_What is required:_
Locate the line that contains "Target: green foliage", then copy it and all later lines of the data below exactly, through the last one.

_Data:_

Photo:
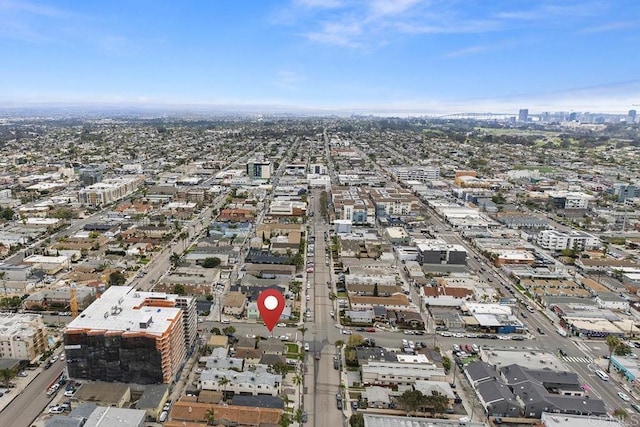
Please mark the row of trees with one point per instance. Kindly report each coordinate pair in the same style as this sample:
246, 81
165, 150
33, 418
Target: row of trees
414, 400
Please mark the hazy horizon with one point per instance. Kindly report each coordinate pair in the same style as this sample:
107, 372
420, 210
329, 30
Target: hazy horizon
386, 56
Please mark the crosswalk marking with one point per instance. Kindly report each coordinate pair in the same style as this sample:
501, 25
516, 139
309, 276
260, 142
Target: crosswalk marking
576, 359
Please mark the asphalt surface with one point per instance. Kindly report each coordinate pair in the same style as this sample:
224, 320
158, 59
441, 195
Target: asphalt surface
29, 403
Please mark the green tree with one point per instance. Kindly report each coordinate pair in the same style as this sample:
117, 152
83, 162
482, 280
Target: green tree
303, 330
357, 420
612, 343
211, 262
446, 363
174, 259
222, 382
117, 278
6, 375
622, 350
210, 416
295, 287
620, 414
285, 420
179, 289
437, 402
411, 400
7, 214
355, 340
279, 368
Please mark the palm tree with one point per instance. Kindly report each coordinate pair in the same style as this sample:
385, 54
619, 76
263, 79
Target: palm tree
174, 259
222, 382
612, 342
210, 416
298, 380
286, 400
285, 420
6, 375
303, 330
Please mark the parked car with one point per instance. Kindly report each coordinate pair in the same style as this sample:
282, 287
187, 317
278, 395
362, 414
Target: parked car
624, 396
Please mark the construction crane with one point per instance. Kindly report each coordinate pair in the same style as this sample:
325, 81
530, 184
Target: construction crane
73, 300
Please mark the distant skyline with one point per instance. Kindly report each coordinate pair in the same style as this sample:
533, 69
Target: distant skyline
378, 56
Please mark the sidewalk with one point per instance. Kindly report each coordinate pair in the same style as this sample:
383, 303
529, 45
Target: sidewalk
21, 383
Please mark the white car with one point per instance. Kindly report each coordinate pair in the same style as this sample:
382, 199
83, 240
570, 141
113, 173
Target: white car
624, 396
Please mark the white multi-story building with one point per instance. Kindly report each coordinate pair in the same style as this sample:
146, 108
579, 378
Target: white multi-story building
22, 336
247, 382
555, 240
396, 373
416, 173
108, 191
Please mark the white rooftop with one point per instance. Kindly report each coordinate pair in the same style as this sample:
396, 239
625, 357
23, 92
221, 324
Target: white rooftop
121, 309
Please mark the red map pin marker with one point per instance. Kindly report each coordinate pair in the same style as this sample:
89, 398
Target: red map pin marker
270, 303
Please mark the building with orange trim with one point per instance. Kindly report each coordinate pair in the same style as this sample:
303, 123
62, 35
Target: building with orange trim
128, 336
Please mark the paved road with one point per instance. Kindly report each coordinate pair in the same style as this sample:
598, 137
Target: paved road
28, 405
322, 379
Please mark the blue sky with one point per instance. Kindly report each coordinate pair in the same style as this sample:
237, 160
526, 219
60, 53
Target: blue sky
413, 56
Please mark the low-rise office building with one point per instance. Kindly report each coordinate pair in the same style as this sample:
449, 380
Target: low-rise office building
127, 336
22, 336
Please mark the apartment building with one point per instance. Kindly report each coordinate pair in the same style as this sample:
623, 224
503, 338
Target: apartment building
569, 200
439, 252
127, 336
396, 373
353, 204
416, 173
555, 240
259, 169
247, 382
22, 336
108, 191
393, 201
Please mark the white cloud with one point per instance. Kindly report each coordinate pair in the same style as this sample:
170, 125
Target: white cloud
471, 50
322, 4
288, 79
612, 26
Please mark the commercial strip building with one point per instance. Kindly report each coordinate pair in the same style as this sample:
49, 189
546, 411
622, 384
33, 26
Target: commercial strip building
131, 336
22, 336
108, 191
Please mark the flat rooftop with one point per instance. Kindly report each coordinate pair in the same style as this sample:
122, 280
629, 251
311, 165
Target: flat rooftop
123, 309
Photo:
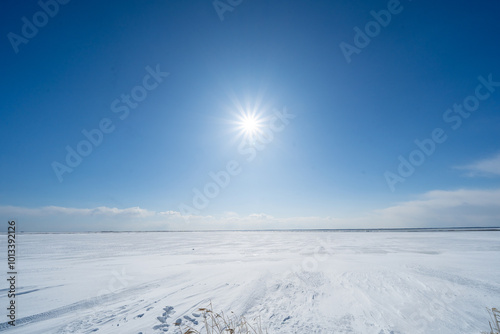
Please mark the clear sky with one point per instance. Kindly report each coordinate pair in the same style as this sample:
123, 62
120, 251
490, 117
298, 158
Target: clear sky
174, 115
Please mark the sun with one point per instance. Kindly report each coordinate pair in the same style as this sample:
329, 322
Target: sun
249, 124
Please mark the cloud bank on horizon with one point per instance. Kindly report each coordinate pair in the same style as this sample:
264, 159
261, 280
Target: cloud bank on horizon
438, 208
262, 115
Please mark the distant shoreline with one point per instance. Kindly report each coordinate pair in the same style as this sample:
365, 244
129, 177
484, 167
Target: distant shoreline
378, 230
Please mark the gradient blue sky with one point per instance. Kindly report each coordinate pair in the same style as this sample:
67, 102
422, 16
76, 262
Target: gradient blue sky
325, 169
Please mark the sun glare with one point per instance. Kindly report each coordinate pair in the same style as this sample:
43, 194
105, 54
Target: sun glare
249, 125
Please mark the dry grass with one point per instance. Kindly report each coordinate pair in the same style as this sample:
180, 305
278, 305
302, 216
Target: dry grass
219, 323
495, 321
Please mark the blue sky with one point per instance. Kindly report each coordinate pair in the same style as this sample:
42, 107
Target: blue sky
192, 69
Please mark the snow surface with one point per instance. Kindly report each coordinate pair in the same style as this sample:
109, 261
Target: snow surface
297, 282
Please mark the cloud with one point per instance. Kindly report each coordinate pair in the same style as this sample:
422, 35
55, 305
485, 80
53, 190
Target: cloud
485, 167
444, 208
438, 208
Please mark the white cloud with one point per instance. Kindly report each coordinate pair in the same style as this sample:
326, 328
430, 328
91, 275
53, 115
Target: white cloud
485, 167
438, 208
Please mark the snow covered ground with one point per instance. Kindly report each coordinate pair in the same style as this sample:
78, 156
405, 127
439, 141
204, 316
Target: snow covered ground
297, 282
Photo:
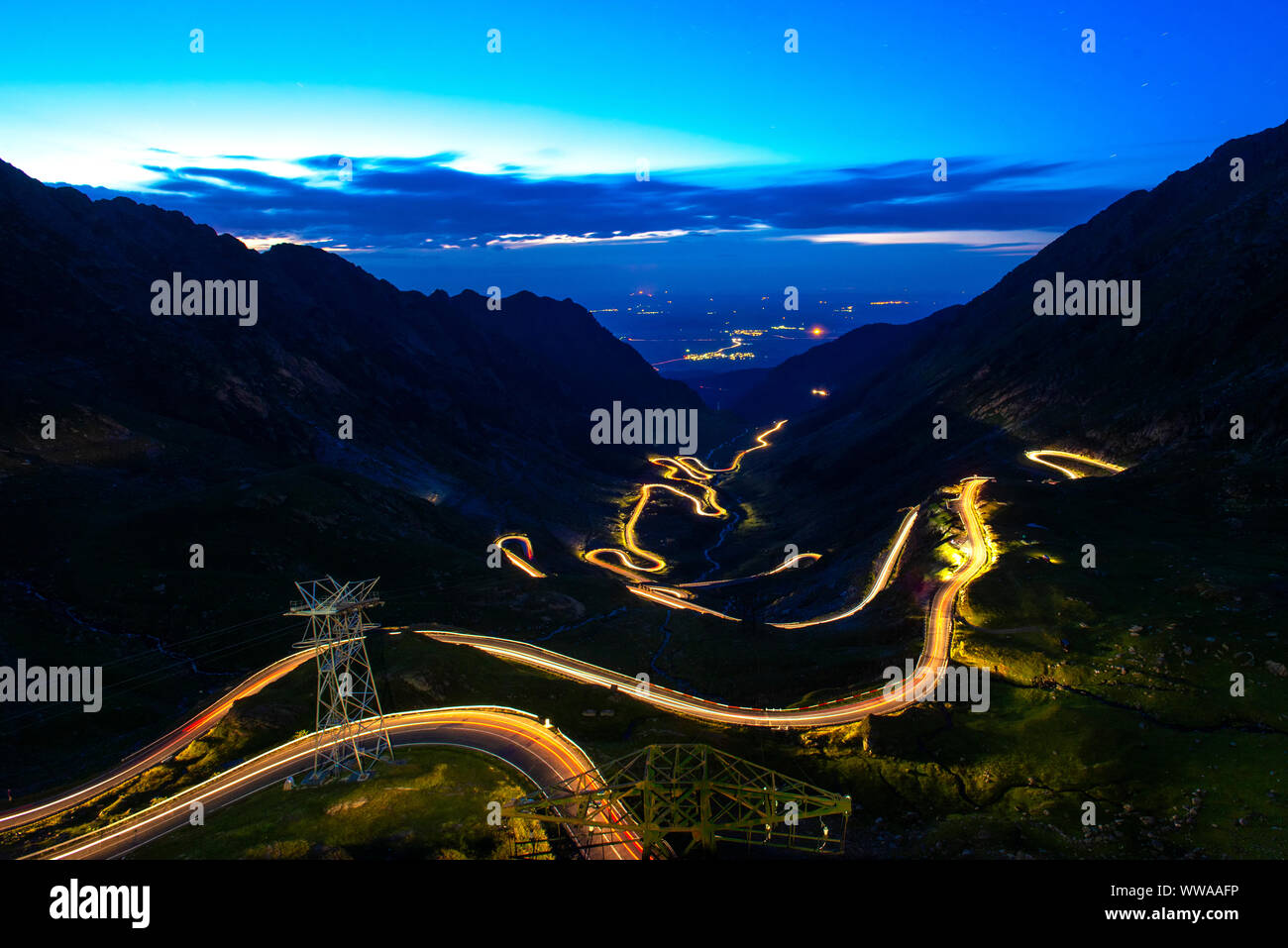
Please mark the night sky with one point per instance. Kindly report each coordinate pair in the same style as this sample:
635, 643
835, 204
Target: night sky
519, 167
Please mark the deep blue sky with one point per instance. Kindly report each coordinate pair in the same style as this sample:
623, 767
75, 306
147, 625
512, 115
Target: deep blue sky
518, 168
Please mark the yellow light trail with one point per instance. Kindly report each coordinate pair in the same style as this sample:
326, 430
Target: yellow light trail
675, 596
1035, 456
879, 582
930, 664
527, 545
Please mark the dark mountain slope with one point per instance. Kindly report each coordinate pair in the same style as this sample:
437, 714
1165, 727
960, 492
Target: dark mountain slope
1212, 260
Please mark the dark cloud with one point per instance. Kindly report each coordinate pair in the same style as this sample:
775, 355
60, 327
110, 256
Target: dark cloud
399, 202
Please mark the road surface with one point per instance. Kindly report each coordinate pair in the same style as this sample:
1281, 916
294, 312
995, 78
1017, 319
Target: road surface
930, 665
518, 738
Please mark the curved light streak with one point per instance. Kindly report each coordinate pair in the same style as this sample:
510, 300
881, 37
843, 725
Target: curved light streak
1037, 458
930, 664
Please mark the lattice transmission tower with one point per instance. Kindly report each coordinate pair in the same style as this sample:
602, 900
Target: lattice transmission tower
351, 727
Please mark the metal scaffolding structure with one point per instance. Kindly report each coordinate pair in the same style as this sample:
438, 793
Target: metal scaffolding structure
347, 690
695, 790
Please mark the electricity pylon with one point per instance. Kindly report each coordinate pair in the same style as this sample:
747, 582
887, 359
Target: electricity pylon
694, 790
347, 690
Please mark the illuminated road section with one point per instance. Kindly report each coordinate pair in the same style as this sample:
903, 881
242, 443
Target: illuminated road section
930, 665
514, 737
1038, 458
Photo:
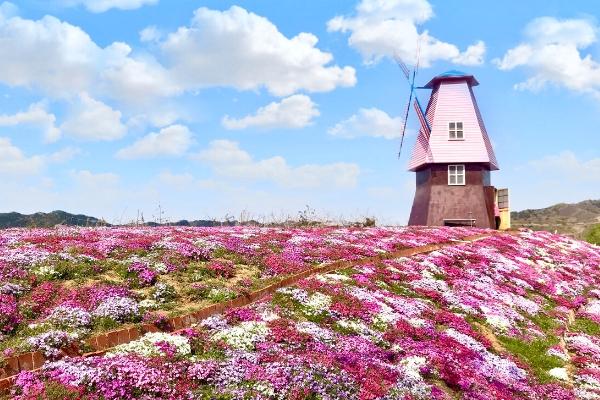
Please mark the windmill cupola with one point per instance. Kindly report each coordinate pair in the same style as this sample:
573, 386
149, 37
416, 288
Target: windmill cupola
453, 157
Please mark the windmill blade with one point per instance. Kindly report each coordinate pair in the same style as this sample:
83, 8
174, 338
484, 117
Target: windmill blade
404, 126
402, 66
422, 119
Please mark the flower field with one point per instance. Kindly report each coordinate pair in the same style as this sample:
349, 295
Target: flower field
504, 317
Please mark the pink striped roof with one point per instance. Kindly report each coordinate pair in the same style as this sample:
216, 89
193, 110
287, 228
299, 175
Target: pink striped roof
452, 100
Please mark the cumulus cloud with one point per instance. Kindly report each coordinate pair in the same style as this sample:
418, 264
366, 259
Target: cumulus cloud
13, 161
388, 28
62, 60
63, 155
173, 140
368, 122
100, 6
293, 112
93, 120
552, 53
226, 158
243, 50
37, 115
150, 34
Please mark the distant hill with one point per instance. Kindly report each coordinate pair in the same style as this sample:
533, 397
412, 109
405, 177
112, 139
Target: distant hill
46, 220
572, 219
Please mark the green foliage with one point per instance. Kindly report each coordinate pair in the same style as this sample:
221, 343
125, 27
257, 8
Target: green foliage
587, 326
106, 324
593, 235
533, 353
218, 295
56, 391
544, 322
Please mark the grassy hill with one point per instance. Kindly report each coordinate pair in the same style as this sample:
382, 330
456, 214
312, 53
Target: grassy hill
571, 219
47, 220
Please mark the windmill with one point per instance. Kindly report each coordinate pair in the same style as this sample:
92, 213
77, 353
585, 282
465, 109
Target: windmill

_Solution for this task:_
Target: green foliage
587, 326
106, 324
593, 235
533, 353
218, 295
56, 391
544, 322
Please mark the grassy hill with one point per instance. Kindly report each coordinate pair in the same style as this sample:
382, 330
456, 214
312, 53
Target: grassy hill
571, 219
47, 220
Please mark the windmill with one point per instance. Kindly report each coordinate pair in the same style as this sample:
92, 213
77, 353
585, 282
465, 109
Target: windmill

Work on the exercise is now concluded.